*WHAT YOU SHOULD DO*
Gather every line of the material below that contains the word "black". Case counts.

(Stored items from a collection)
....

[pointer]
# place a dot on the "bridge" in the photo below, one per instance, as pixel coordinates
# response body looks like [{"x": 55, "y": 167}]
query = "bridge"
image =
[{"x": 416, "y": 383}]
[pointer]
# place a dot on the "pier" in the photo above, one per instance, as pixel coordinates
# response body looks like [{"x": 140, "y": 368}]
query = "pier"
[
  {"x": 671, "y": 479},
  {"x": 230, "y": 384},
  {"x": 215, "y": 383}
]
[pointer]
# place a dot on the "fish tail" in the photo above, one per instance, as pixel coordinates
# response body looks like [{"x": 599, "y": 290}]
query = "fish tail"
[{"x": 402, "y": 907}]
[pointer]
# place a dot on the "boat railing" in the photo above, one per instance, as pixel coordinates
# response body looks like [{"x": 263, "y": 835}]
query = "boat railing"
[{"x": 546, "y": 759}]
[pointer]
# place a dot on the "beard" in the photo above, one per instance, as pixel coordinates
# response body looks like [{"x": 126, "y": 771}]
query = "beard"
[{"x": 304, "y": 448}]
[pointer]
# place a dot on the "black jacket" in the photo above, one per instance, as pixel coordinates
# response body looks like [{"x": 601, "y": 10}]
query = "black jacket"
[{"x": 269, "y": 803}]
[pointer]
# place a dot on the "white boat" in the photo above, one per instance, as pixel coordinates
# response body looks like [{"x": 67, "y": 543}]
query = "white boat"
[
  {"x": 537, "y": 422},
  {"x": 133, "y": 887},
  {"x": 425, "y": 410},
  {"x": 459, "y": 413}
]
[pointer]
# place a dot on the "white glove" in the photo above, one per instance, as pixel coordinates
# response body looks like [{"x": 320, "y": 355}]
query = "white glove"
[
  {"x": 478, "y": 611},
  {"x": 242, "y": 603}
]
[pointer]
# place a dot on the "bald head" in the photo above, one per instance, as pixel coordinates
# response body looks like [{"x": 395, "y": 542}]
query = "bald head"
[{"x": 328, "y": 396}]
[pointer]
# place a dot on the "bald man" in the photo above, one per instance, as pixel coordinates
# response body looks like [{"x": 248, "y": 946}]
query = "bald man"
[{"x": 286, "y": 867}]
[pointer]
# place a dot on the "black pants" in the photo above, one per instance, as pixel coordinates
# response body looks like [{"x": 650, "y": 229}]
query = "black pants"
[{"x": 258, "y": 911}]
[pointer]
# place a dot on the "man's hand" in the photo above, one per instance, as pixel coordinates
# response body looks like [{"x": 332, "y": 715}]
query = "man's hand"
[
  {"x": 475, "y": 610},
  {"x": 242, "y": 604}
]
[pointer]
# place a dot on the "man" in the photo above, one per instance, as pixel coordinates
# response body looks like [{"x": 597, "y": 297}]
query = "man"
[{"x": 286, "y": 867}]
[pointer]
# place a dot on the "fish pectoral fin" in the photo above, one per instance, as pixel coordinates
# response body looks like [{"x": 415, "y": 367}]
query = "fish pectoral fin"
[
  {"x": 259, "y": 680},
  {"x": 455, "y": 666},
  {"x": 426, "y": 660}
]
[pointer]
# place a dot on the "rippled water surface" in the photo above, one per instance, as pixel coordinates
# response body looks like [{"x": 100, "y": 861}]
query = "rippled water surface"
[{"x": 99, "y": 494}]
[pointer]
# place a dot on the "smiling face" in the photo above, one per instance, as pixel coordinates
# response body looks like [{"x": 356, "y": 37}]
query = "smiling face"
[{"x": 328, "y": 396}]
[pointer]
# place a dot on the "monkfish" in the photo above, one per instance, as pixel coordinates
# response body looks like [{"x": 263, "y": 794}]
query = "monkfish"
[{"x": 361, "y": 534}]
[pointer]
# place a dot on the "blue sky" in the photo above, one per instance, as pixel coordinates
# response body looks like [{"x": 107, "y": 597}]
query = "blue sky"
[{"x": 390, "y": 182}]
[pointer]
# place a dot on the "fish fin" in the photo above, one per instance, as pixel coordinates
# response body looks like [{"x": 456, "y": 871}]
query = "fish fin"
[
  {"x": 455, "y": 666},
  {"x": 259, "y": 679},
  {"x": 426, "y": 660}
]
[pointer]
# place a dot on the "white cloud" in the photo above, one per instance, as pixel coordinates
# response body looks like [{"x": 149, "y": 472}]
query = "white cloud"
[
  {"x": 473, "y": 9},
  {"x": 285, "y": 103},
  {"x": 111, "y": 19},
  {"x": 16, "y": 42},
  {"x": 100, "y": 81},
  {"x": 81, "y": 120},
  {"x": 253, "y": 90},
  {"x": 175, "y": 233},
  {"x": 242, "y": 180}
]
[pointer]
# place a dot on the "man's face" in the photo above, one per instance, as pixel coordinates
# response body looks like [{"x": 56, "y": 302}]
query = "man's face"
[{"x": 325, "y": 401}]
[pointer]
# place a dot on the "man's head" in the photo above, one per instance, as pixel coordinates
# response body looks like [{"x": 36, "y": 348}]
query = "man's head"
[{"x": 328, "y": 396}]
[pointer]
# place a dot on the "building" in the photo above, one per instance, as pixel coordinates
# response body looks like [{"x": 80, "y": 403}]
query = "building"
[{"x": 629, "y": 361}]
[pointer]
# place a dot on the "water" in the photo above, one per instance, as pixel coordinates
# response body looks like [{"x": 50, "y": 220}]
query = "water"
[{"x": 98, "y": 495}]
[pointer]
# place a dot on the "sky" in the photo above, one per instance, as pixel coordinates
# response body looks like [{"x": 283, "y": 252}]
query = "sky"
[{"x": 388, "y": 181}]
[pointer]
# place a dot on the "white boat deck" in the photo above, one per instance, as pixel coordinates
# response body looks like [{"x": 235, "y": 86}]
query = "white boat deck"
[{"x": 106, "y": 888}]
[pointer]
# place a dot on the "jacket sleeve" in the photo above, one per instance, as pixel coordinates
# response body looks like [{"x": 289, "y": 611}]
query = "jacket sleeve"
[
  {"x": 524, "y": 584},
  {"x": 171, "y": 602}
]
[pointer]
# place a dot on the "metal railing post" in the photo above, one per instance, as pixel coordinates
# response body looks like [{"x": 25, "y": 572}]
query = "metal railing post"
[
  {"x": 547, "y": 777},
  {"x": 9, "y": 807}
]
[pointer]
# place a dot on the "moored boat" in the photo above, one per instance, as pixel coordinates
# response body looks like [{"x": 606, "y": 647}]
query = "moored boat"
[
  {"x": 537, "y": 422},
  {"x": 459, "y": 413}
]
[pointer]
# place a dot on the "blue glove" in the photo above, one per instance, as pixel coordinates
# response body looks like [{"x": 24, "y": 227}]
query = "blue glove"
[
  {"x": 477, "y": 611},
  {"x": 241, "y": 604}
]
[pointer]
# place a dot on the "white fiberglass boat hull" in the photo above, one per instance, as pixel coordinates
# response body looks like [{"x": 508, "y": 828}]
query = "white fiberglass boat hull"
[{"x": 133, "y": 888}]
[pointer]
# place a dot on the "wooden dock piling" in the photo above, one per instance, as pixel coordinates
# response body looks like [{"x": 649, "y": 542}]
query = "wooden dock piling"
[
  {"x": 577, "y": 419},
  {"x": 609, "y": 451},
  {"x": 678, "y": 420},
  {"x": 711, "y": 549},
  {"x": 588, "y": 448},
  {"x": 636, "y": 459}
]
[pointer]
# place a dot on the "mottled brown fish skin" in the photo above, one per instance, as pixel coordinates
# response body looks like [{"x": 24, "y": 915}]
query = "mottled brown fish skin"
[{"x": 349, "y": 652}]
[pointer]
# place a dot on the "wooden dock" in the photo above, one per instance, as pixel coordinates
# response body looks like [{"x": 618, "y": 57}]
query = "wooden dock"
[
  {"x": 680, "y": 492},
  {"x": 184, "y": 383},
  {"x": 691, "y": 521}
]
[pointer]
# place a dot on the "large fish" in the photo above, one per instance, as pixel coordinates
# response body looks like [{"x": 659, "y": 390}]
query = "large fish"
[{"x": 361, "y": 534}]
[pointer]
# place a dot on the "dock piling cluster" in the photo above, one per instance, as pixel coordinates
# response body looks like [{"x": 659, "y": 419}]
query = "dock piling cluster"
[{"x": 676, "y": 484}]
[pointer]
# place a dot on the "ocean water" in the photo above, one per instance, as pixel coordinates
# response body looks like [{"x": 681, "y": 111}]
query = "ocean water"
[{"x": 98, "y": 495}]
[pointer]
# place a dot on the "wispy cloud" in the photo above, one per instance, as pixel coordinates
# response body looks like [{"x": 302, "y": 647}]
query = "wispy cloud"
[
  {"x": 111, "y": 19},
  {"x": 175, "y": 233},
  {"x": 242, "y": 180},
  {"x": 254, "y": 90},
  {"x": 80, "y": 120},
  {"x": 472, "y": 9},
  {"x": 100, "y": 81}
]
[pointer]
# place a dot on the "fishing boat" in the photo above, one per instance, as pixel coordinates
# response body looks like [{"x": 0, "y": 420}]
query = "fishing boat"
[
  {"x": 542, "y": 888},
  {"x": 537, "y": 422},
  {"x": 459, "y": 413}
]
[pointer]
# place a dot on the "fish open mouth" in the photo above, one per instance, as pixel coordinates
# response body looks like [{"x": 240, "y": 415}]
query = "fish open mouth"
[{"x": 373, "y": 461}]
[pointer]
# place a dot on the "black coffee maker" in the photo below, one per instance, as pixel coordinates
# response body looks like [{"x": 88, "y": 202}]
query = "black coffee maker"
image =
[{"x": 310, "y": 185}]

....

*THE RESPONSE*
# place a dot on the "black jacket" in the photo above, one per instance, as pixel coordinates
query = "black jacket"
# place a dot on the "black pants" in the photo above, one per instance, as pixel coordinates
query = "black pants"
# place a dot on the "black coffee maker" in the photo below, one per instance, as pixel coordinates
query = "black coffee maker"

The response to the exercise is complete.